Segment Start: Data section

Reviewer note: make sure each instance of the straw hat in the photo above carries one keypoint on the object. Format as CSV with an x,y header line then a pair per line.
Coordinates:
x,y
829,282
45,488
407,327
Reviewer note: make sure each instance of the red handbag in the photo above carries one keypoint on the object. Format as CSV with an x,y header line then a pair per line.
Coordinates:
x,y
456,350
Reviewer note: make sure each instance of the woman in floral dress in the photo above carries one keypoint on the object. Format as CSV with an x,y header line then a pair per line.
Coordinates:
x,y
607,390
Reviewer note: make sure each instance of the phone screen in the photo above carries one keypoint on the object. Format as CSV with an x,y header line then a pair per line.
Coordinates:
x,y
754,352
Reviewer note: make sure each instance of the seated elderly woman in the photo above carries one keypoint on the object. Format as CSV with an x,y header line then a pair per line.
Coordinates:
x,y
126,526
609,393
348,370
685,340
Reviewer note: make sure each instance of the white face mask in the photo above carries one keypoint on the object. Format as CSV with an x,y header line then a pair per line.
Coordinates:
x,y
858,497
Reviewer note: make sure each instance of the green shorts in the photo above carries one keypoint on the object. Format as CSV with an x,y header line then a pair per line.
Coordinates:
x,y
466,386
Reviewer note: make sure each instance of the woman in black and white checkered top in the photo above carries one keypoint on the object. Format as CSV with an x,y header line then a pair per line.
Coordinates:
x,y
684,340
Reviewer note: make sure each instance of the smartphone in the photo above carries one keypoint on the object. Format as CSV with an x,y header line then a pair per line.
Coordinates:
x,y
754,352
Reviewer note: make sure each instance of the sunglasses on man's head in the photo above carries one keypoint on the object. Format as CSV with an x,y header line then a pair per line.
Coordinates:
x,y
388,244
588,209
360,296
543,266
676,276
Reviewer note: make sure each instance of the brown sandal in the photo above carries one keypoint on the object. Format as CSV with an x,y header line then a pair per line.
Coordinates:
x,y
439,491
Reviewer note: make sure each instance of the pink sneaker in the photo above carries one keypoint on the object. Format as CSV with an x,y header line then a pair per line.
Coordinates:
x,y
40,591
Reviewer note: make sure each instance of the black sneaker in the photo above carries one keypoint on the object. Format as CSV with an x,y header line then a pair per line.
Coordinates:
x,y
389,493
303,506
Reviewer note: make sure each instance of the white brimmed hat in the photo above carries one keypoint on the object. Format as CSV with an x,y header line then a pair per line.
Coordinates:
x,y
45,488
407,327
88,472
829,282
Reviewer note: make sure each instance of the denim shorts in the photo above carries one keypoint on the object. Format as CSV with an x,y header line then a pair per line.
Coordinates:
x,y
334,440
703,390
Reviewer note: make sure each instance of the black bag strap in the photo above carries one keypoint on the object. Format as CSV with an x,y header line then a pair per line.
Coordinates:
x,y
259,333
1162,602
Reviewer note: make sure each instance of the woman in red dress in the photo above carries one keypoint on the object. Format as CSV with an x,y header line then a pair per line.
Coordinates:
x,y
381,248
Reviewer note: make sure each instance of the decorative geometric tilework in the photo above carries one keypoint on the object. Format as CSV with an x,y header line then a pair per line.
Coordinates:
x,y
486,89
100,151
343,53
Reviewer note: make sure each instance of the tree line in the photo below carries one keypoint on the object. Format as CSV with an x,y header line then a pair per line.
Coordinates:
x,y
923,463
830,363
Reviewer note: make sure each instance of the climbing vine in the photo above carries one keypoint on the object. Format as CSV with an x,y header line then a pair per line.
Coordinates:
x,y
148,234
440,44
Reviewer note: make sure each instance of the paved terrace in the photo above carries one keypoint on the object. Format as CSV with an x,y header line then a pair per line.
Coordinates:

Segment End: Data section

- _Your goal_: Go line by line through the records above and copy each one containing "shorts".

- _Written answer_:
Reviewer note: make sure each instance of the green shorts in the photo above carries one keypoint on the object. Format as CSV with an x,y header line then a pair per line.
Reviewer note: make sure each instance of the denim shorts in the photo above carries one keypoint on the object. Format as CSV with an x,y header line then a pair per line.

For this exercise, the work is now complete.